▶ **GIVEN TEXT**
Not being a plotter guy, I looked up that Graphtec FC7000. It looks like that is the same machine that one of the sign companies I used had in thier shop. The machine sounds great and if I am reading the specs right, it will cut a whole bunch of materials even 50 mil rubber for abrasive etching of glass. 

I avoided the design fees by presenting finished artwork or just choosing fonts and designs from thier software. 

To compete with the sign companies, at least the ones in large metro areas do you find you have to undercut thier prices or do you waive setup and design fees for your regular customers and friends. Not asking for any princing here since that is between you and your customers and friends but one of those super plotters has to get paid off somehow. 

If you have any wise words on what to do to fit domes with stencils, that would be real interesting. There might even be an algorhythm that does just that that, the sign shops are not aware of. 

Another question if you have time. What effect does different paints have on the adhesive on those one time use stencils? Will some paints sort of melt the adhesive or it is better to stick to paints that won't melt the adhesive? I am thinking in terms of maybe a one time stencil that is done in lacquer or even something hot like conversion varnish as opposed to a waterbased paint.


----------



## FoilEffects (Dec 19, 2007)

Man you ask all the right questions! I dont use normal vinyl, I use Paint Mask which is semi resistant to things that go on hot (conversion varnish, lacquer and xlyne products). In fact the spray mask can take temps up to 350 degrees for short periods of time. While nothing is perfect the paint mask is the same stuff that car guys use to spray flames on a car. It can handle everything from hot paints to mild/medium etching on glass.

As far as charging, I'm very fair. I rarely charge a design fee, I have fonts that I pay up to $100 each for that I love so that you can do things unique. Most sign shops are not nearly as high tech when it comes to this kinda stuff as I am and honestly they do not need to be. I belong to sign forums as well where most of them just do small stuff and cut words, there designs are very limited and if you go to a metro based sign shop you are going to pay a premium for layout and design. I do not do that. Stencils in general I wouldnt say are inexpensive as my starting price is $7.50 per sf for cut vinyl and I go as high as $12.50 per sf depending on the detail. My favorites are layered finishes which honestly most companies do not deal with. Sign shops in general are all about production and I have no one locally that would buy a roll of spray mask just to cut you some words to add to a wall.

▶ **THE EXERCISE**
From the forum thread above, list every dollar amount and what each one is a price for.

Records in a dataset
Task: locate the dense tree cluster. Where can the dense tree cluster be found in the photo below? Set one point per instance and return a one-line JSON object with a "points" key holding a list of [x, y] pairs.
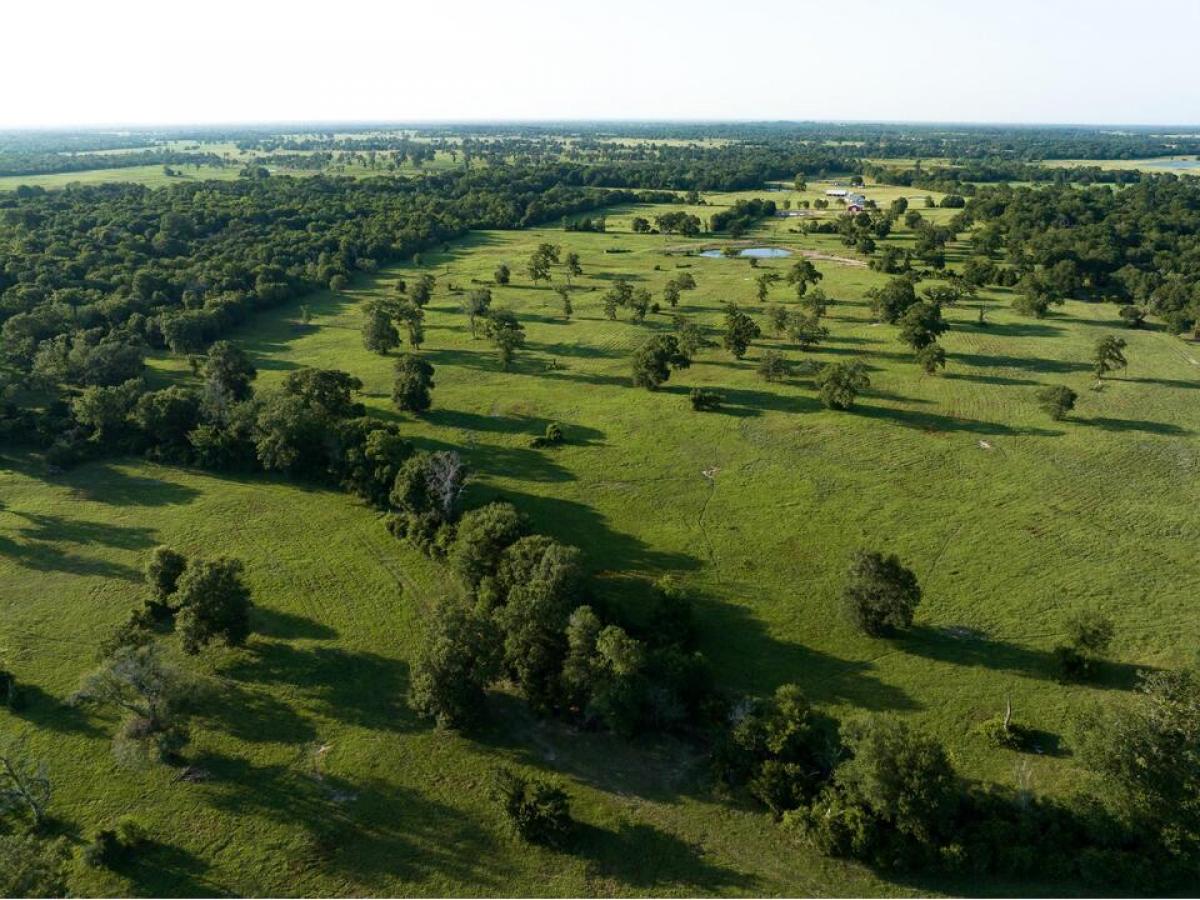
{"points": [[1139, 245]]}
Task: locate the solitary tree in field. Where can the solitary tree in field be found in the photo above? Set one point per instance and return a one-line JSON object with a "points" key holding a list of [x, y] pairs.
{"points": [[765, 281], [931, 358], [671, 293], [574, 268], [413, 317], [773, 366], [778, 318], [504, 330], [739, 330], [379, 335], [1108, 355], [475, 305], [423, 291], [564, 297], [802, 274], [922, 324], [540, 262], [1057, 400], [654, 360], [162, 571], [149, 691], [805, 329], [640, 304], [214, 604], [839, 383], [816, 303], [893, 300], [412, 384], [619, 294], [881, 594]]}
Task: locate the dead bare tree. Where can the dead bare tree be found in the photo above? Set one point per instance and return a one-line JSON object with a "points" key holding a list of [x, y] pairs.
{"points": [[447, 478], [23, 780]]}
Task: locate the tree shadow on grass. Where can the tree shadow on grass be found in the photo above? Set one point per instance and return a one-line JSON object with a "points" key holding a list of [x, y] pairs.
{"points": [[373, 832], [159, 869], [289, 627], [522, 463], [352, 687], [946, 646], [1143, 425], [653, 766], [101, 483], [934, 423], [1029, 364], [646, 858], [744, 402], [48, 558], [985, 379], [46, 711], [1164, 382], [251, 714], [531, 425], [47, 528], [748, 658], [1020, 329], [585, 527]]}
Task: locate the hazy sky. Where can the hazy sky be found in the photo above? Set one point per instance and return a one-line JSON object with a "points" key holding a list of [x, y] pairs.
{"points": [[127, 61]]}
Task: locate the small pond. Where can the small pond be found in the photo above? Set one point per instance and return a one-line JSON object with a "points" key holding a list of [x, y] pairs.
{"points": [[757, 252]]}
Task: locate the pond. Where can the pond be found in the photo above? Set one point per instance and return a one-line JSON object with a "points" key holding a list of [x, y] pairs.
{"points": [[757, 252]]}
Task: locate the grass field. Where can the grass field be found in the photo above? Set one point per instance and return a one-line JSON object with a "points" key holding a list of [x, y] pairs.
{"points": [[154, 175], [1176, 165], [1009, 520], [149, 175]]}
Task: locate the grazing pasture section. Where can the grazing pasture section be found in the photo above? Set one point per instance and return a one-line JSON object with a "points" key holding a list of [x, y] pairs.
{"points": [[307, 772]]}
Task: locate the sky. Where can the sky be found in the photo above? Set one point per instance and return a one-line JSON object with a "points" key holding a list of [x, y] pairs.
{"points": [[137, 63]]}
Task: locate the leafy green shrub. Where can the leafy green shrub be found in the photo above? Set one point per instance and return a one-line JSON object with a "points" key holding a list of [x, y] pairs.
{"points": [[1000, 733], [534, 809], [552, 437], [703, 400], [1056, 401]]}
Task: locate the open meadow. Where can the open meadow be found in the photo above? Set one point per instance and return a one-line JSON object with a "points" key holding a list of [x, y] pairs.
{"points": [[319, 779]]}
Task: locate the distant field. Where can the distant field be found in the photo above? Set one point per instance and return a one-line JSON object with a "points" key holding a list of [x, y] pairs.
{"points": [[1009, 520], [1177, 165], [154, 175], [149, 175]]}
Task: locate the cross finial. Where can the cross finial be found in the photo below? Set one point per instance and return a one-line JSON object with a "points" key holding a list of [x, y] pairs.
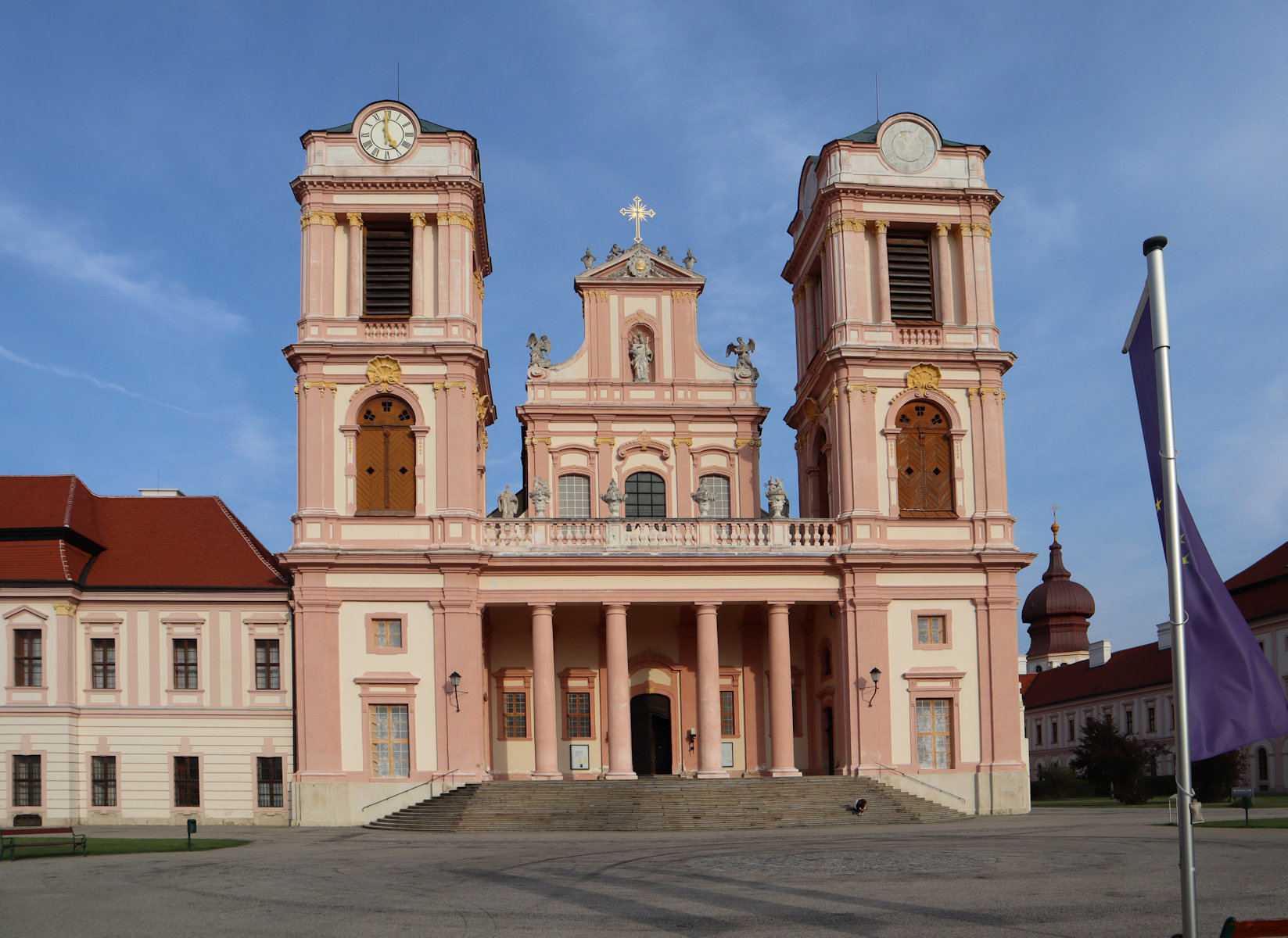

▶ **RESULT OF THE EXERCISE**
- $100: the most paid for a single font
- $7.50 per sf: the starting price for cut vinyl stencils
- $12.50 per sf: the top price, depending on the detail